> _Directions_
Please rewrite the records below with "Draw the outline" changed to "Trace the outline" wherever it occurs. Leave everything else unchanged.

Extracted records
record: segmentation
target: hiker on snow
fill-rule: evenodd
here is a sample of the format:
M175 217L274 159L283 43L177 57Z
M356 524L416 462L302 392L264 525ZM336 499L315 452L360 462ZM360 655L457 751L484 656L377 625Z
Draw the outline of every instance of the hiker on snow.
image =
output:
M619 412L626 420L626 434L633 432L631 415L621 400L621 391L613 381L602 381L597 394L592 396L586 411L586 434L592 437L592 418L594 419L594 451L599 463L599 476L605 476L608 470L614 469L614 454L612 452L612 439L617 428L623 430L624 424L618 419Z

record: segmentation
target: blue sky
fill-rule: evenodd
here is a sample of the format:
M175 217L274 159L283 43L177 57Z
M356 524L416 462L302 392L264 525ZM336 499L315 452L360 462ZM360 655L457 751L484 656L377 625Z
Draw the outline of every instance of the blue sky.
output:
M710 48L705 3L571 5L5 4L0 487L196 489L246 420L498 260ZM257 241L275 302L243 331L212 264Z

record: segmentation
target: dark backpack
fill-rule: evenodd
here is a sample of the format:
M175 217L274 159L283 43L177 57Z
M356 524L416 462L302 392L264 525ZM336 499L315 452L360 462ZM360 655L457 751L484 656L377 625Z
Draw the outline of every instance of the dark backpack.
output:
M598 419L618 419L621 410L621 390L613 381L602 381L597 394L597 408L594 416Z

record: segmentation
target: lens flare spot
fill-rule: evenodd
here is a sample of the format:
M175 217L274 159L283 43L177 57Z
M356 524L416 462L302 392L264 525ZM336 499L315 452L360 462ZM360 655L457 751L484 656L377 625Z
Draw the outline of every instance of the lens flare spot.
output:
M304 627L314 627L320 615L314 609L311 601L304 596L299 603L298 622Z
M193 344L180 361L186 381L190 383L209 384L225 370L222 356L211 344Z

> _Response for this exercise_
record: segmentation
target: hiker on snow
fill-rule: evenodd
here is a sample of the format:
M175 217L274 159L283 43L177 57Z
M356 524L416 462L302 392L264 525ZM336 499L315 452L360 462ZM360 655L457 751L484 656L377 625Z
Trace the outline of every instance of the hiker on snow.
image =
output:
M619 412L626 420L626 434L633 432L631 415L621 400L621 391L613 381L602 381L597 394L592 396L586 411L586 434L592 437L592 418L594 419L594 451L599 463L599 476L605 476L608 470L614 469L614 454L612 452L612 439L617 428L623 430L624 424L618 419Z

record: segmentation
target: blue sky
fill-rule: evenodd
here is a sample of the format:
M175 217L274 159L283 43L177 57Z
M356 524L416 462L302 392L264 525ZM336 499L315 452L360 462ZM360 655L457 751L484 656L377 625Z
Trace the outline of every instance of the blue sky.
output:
M710 48L705 3L571 5L5 4L0 487L196 489L246 420L498 260ZM257 241L275 302L243 331L212 264Z

record: segmentation
target: dark backpack
fill-rule: evenodd
here is a sample of the format:
M175 217L274 159L283 43L177 57Z
M356 524L416 462L302 392L264 525ZM336 499L315 452L360 462ZM360 655L457 751L484 656L377 625Z
Trace the outline of every instance of the dark backpack.
output:
M598 419L618 419L621 410L621 390L613 381L602 381L597 394L597 408L594 416Z

record: segmentation
target: lens flare spot
fill-rule: evenodd
here is a sample of the format:
M175 217L274 159L283 43L177 57Z
M356 524L416 462L302 392L264 525ZM336 499L315 452L360 462ZM360 655L457 751L484 656L377 625Z
Trace the outline of every instance of the lens flare spot.
output:
M304 627L314 627L320 615L314 609L311 601L304 596L299 603L298 622Z
M193 344L180 361L186 381L190 383L209 384L225 370L222 356L211 344Z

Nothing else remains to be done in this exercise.